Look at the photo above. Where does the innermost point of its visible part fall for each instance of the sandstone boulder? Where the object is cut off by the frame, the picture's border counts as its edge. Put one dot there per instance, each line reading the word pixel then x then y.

────────────────────

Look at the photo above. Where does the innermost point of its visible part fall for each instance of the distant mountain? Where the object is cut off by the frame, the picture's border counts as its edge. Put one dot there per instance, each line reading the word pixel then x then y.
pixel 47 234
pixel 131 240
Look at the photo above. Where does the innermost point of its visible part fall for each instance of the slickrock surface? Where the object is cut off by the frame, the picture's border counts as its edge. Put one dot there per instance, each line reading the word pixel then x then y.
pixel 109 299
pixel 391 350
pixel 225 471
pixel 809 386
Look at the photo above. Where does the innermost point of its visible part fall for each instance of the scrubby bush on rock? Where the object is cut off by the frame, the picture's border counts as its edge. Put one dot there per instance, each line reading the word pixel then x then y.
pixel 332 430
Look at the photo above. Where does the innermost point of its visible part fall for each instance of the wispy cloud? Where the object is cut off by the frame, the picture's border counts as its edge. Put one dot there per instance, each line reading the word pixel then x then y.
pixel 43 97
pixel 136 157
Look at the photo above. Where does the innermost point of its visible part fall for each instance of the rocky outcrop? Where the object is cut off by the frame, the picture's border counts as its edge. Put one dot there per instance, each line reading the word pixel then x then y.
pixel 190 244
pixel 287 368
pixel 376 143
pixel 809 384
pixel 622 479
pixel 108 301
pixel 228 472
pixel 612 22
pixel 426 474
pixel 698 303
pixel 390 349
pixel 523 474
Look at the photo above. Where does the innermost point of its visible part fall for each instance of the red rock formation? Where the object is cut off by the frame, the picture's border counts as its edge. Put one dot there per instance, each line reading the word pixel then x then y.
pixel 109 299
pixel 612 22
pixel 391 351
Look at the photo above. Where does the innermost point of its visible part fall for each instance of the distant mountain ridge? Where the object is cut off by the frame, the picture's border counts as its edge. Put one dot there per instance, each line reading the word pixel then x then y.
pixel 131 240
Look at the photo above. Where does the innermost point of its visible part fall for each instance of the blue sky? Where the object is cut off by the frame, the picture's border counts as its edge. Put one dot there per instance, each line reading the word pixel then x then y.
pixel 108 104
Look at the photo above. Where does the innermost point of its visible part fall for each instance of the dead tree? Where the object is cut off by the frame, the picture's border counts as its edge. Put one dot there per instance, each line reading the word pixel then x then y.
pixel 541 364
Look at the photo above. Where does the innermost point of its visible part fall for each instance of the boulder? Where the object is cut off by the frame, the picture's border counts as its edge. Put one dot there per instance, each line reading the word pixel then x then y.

────────────────────

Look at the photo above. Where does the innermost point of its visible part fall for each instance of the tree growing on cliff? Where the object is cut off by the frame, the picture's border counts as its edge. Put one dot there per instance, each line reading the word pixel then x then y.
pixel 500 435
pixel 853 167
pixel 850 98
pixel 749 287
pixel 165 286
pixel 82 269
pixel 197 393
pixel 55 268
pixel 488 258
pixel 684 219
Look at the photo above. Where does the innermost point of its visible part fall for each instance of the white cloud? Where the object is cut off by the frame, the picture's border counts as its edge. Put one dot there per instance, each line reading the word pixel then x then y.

────────────────────

> _What you are asked to do_
Put the lines above, from the line with "the red rock" to the line with "of the boulder?", both included, into a Markdown table with the columns Row and Line. Number each row and leave out blank lines.

> _Result of this task_
| Row | Line |
|---|---|
| 1 | Look at the photo above. Where does the innermost point of its visible part fall for each instance of the red rock formation? Where the object is cut off by the frame, the picture's border counts as its edge. Put one dot there per instance, each line reading the word pixel then x then y. |
| 2 | pixel 109 299 |
| 3 | pixel 612 22 |
| 4 | pixel 391 351 |
| 5 | Look at the photo above. Where does the innermost point of its visible part fall for each instance of the distant mountain ridge? Where the object is cut off by the frame, the picture's border counts as its edge. Put one dot there per instance, each line reading the word pixel then x then y. |
| 6 | pixel 131 240 |
| 7 | Look at the photo above. Where does the innermost point of its visible part fall for each instance of the blue sky? Where the object is cut off by the frame, the picture's border counts as its edge. Put one dot there per instance, each line reading the word pixel then x then y. |
| 8 | pixel 108 104 |
| 9 | Look at the photo above. Where does the innermost point of its visible part fall for each instance of the dead tree? Where the object is cut off by the frame, the picture's border counts as its edge. Put one dot there per instance, each line reading the word pixel then x then y. |
| 10 | pixel 541 364 |
| 11 | Look at the photo above. Where does the innermost point of its visible part fall for each instance of the boulder? Where the object is cut off by the frame, the picture's border counts as its edge. Put one dot there per instance, each line reading the word pixel then x then y. |